◆ **Input rows**:
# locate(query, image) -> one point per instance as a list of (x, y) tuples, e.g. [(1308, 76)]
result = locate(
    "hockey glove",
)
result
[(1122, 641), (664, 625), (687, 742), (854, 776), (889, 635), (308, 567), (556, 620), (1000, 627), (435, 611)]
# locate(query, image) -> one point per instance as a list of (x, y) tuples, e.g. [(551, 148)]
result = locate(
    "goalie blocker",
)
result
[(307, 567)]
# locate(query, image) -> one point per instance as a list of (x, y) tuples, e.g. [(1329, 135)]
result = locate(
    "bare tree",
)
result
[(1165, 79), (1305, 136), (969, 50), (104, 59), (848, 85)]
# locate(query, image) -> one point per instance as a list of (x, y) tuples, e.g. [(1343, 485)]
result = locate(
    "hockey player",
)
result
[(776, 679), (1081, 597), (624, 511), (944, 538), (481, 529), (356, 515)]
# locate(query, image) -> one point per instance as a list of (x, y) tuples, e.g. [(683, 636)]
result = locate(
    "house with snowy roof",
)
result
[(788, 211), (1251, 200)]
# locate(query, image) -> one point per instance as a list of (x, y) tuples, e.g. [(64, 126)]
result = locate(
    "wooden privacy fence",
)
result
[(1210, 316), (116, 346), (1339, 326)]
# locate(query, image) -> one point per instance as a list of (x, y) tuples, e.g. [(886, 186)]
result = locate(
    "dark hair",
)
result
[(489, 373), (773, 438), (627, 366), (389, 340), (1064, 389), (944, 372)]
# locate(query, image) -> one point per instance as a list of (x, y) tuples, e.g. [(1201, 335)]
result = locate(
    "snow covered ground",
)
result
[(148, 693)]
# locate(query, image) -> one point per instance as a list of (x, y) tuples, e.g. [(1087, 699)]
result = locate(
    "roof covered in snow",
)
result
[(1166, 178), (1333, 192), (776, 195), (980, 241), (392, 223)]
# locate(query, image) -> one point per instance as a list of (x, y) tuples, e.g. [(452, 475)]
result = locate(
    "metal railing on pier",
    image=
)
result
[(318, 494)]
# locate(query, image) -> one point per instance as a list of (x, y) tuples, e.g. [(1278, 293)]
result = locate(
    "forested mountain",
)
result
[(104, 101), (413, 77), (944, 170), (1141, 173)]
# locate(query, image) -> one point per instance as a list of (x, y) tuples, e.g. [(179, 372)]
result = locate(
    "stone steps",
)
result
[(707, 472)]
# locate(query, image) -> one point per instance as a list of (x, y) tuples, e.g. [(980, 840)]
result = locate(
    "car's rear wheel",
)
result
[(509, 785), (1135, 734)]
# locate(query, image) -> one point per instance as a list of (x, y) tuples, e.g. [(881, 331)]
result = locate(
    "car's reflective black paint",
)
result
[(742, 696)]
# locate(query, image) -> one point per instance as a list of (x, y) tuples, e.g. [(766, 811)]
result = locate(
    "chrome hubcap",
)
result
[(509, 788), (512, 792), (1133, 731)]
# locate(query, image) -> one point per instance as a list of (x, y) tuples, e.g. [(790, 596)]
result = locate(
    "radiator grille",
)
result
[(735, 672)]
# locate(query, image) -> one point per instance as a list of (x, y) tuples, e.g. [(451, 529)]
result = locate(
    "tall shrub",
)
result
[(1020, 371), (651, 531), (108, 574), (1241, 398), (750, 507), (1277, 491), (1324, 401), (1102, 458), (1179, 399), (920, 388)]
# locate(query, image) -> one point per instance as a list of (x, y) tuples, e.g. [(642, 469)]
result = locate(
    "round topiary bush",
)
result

◆ **What the exercise asks**: Copy out the part of the records that opens with the line containing "e.g. [(64, 126)]" and closes with the line containing "[(735, 672)]", both lines included and requests kept. Multiply every point coordinate in the answers by 1.15 and round to whole numbers, halves up, leaving the requests and their sample coordinates unchanged.

◆ **Reply**:
# locate(query, image) -> one point per instance as a list of (x, y) tuples, e.g. [(64, 126)]
result = locate(
    "wooden privacy fence",
)
result
[(1392, 363), (133, 398), (1540, 375)]
# locate(query, image) -> one point per instance as a list of (x, y) tuples, e.g. [(886, 186)]
result = locate(
    "dark hair",
)
result
[(562, 429), (889, 504), (721, 421), (447, 391), (1224, 447), (1086, 428)]
# locate(query, image) -> one point per instance as a list of (x, y) tuples, e.g. [(1201, 335)]
result = locate(
    "snow covered ground",
)
result
[(170, 797)]
# locate(query, image) -> one point per instance as a list of (x, y) tuples, e.g. [(1087, 699)]
result = locate(
    "roof covered in snow",
)
result
[(1341, 205), (1533, 221), (892, 224), (1127, 277), (451, 256)]
# locate(query, image) -> one point per instance as a list of (x, y) tuples, e.g. [(452, 475)]
result = locate(
    "metal railing on pier",
    image=
)
result
[(366, 568)]
# locate(query, image) -> one point per instance as a list of (x, y) tuples, e.g. [(1278, 293)]
result = locate(
    "forested mountain",
)
result
[(120, 116), (475, 89), (1086, 196), (1312, 199)]
# locate(query, image) -> one point per instance as a list of (x, y) tuples, e.g. [(179, 372)]
result = locate(
    "stone steps",
)
result
[(813, 543)]
# locate(query, image) -> one point per instance as a list of (x, y) tuples, e.g. [(980, 840)]
result = locate(
    "car's rear wheel",
)
result
[(585, 903), (1305, 844)]
# locate(query, image) -> one point per instance as a list of (x, y) tuples, e.g. [(881, 331)]
result = locate(
    "car's reflective black paint",
)
result
[(853, 800)]
# locate(query, image) -> one point per instance as a list of (x, y) tuples, e.g. [(766, 811)]
result = locate(
    "chrome hubcap",
)
result
[(585, 906), (589, 911), (1303, 841)]
# locate(query, image) -> one point per instance as a list of (x, y) tuples, e.g. [(790, 596)]
result = locate(
    "radiator grille",
)
result
[(845, 773)]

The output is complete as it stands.